(Data provided begins)
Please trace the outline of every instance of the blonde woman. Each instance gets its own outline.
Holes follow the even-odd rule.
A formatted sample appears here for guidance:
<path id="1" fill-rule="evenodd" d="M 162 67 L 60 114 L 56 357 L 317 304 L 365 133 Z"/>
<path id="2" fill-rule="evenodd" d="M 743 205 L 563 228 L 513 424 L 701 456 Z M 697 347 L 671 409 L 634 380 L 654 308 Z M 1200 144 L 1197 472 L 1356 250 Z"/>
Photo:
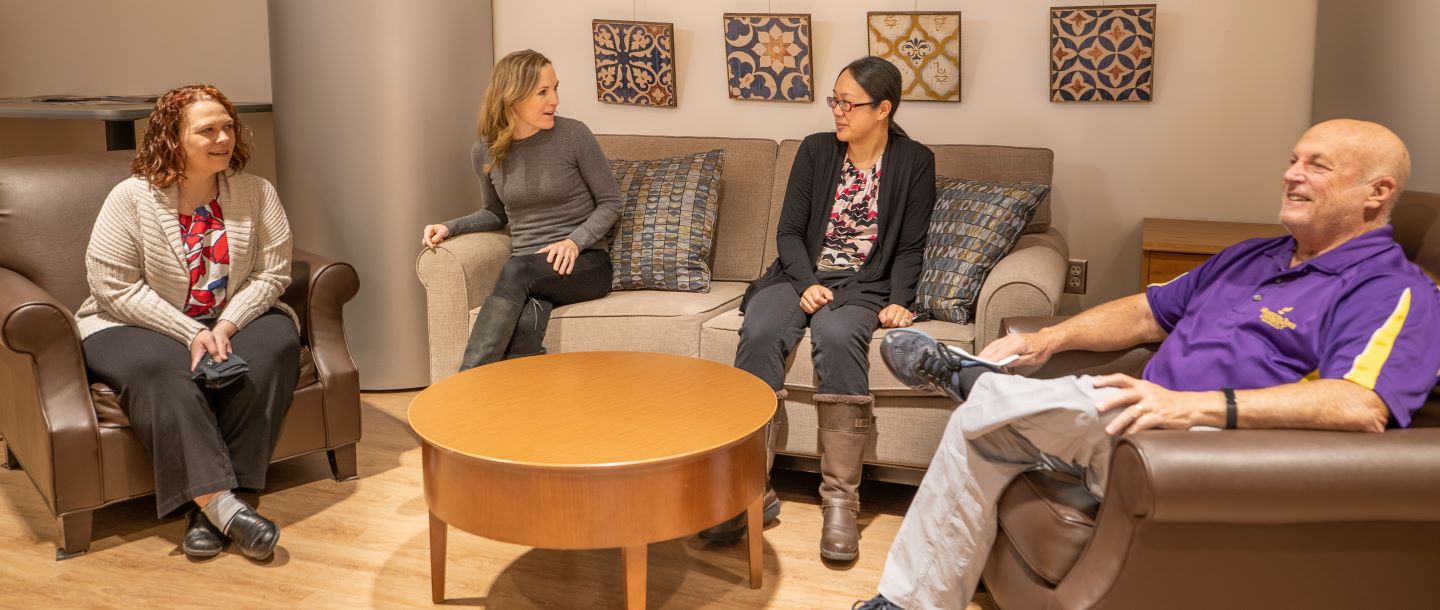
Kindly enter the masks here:
<path id="1" fill-rule="evenodd" d="M 554 66 L 535 51 L 495 64 L 471 150 L 480 210 L 424 229 L 421 242 L 434 249 L 449 237 L 510 227 L 510 260 L 475 319 L 462 371 L 544 353 L 551 307 L 610 292 L 605 236 L 620 217 L 620 188 L 590 129 L 556 116 L 559 89 Z"/>

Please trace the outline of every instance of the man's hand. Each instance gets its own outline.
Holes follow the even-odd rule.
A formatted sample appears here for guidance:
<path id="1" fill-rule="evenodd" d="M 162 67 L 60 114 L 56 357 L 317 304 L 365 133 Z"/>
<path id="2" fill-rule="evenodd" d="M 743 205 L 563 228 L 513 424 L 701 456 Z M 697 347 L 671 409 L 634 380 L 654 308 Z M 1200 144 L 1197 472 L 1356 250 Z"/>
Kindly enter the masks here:
<path id="1" fill-rule="evenodd" d="M 800 295 L 800 310 L 805 313 L 815 313 L 833 300 L 835 300 L 834 292 L 831 292 L 829 288 L 815 284 L 814 286 L 806 288 L 805 293 Z"/>
<path id="2" fill-rule="evenodd" d="M 434 250 L 447 237 L 450 237 L 450 229 L 445 225 L 425 225 L 425 230 L 420 233 L 420 245 Z"/>
<path id="3" fill-rule="evenodd" d="M 978 355 L 991 362 L 1016 356 L 1014 362 L 1006 365 L 1011 368 L 1040 366 L 1055 355 L 1055 345 L 1044 331 L 1017 333 L 991 341 Z"/>
<path id="4" fill-rule="evenodd" d="M 1097 377 L 1095 387 L 1120 390 L 1095 405 L 1101 413 L 1123 409 L 1105 426 L 1105 432 L 1111 436 L 1151 428 L 1184 430 L 1196 425 L 1215 425 L 1216 422 L 1205 417 L 1206 407 L 1225 404 L 1219 392 L 1177 392 L 1124 373 Z"/>
<path id="5" fill-rule="evenodd" d="M 230 344 L 229 337 L 226 337 L 225 344 Z M 216 362 L 224 362 L 226 353 L 228 351 L 221 350 L 220 343 L 215 340 L 215 333 L 208 328 L 201 329 L 195 334 L 195 338 L 190 340 L 190 370 L 194 371 L 195 367 L 200 365 L 205 354 L 210 354 Z"/>
<path id="6" fill-rule="evenodd" d="M 215 335 L 215 345 L 220 348 L 220 357 L 215 360 L 224 362 L 230 357 L 230 353 L 235 351 L 230 347 L 230 337 L 234 337 L 235 333 L 240 332 L 240 328 L 235 326 L 234 322 L 221 320 L 210 332 Z"/>
<path id="7" fill-rule="evenodd" d="M 892 303 L 880 310 L 880 328 L 905 328 L 914 323 L 914 314 L 902 305 Z"/>
<path id="8" fill-rule="evenodd" d="M 545 262 L 555 268 L 555 273 L 570 275 L 575 269 L 575 257 L 580 256 L 580 246 L 570 239 L 562 239 L 535 251 L 544 254 Z"/>

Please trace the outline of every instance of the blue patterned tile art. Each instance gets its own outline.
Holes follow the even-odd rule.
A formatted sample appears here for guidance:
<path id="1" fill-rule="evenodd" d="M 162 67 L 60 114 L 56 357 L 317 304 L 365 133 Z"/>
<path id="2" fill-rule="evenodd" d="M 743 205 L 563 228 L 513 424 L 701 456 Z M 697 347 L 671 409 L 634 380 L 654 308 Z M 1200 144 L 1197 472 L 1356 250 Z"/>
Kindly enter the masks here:
<path id="1" fill-rule="evenodd" d="M 1148 102 L 1155 94 L 1155 5 L 1050 9 L 1050 101 Z"/>
<path id="2" fill-rule="evenodd" d="M 730 99 L 810 102 L 810 16 L 725 14 Z"/>
<path id="3" fill-rule="evenodd" d="M 595 95 L 602 102 L 675 106 L 675 25 L 591 22 Z"/>

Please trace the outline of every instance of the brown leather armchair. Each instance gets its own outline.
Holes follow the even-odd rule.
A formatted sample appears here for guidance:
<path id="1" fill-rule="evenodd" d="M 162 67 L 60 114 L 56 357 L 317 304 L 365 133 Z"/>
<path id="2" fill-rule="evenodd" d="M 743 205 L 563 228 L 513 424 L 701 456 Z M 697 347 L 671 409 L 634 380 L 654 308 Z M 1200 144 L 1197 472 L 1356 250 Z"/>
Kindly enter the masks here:
<path id="1" fill-rule="evenodd" d="M 155 491 L 150 454 L 116 396 L 86 379 L 73 311 L 89 293 L 85 248 L 133 151 L 0 159 L 0 436 L 55 516 L 56 559 L 90 547 L 92 511 Z M 300 384 L 274 461 L 325 451 L 356 476 L 359 376 L 342 311 L 360 287 L 348 264 L 295 251 L 281 297 L 301 320 Z"/>
<path id="2" fill-rule="evenodd" d="M 1392 217 L 1440 271 L 1440 196 Z M 1058 321 L 1016 318 L 1008 332 Z M 1036 377 L 1129 372 L 1141 347 L 1056 356 Z M 1440 607 L 1440 391 L 1410 429 L 1147 431 L 1123 438 L 1105 501 L 1022 475 L 1000 499 L 983 579 L 1005 610 Z"/>

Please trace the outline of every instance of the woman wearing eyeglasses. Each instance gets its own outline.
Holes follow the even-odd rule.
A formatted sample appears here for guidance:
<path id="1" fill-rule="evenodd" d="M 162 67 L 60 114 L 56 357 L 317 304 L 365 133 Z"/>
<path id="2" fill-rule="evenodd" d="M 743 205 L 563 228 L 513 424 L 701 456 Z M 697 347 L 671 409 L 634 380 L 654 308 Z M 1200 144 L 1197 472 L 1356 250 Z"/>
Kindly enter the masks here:
<path id="1" fill-rule="evenodd" d="M 826 102 L 835 131 L 800 145 L 775 234 L 779 258 L 741 302 L 735 366 L 783 399 L 786 357 L 810 329 L 819 379 L 820 555 L 851 561 L 859 555 L 860 468 L 872 421 L 870 338 L 876 327 L 914 322 L 909 306 L 935 204 L 935 155 L 895 124 L 900 71 L 883 59 L 851 62 Z M 772 421 L 772 434 L 775 428 Z M 766 521 L 779 515 L 773 490 L 765 508 Z M 743 519 L 701 535 L 738 538 Z"/>

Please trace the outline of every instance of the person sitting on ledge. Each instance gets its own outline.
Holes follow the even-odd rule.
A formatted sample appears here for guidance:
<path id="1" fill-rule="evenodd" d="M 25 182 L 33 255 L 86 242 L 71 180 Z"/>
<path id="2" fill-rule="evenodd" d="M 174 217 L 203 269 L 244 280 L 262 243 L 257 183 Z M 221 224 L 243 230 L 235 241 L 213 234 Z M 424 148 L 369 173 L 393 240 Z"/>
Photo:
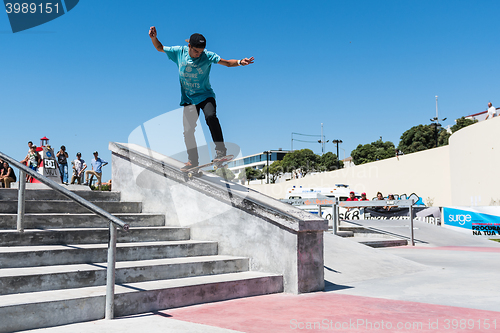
(Data provided ends)
» **What is expected**: How many lines in the records above contain the word "Please"? Answer with the number alone.

» **Solution for this exercise**: 6